- INSTRUCTIONS FOR THE TASK -
Scale the lines below from the one containing "yellow flower center." through the one containing "[313,683,363,731]", and give only these lines again, wording unchanged. Multiply every bounding-box coordinate in them by 0.65 and round each to a whole number, with halves rounded up.

++++ SUPPLIED MATERIAL ++++

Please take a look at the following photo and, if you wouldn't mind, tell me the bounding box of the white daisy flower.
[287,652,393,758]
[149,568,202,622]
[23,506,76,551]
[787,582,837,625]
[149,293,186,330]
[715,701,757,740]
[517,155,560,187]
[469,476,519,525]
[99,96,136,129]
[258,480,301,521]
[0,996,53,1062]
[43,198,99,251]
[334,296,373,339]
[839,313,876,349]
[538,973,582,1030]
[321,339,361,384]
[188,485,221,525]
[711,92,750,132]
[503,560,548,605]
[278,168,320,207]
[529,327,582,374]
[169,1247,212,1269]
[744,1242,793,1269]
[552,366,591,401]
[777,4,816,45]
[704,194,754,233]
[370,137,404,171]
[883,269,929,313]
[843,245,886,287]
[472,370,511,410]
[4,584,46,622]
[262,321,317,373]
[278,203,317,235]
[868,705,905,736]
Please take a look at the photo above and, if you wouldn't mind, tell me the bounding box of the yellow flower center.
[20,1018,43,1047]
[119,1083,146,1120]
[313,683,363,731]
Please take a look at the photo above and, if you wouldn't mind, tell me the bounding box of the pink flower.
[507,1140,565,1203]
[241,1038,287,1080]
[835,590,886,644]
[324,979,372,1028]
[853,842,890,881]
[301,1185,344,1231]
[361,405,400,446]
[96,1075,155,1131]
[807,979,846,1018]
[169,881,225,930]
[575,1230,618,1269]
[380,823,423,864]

++++

- TASK ANSWER -
Please take a look at the photo above and, if you wouldn't mind, tell me the bounding box of the yellow flower center.
[13,662,28,681]
[77,704,95,728]
[203,444,236,475]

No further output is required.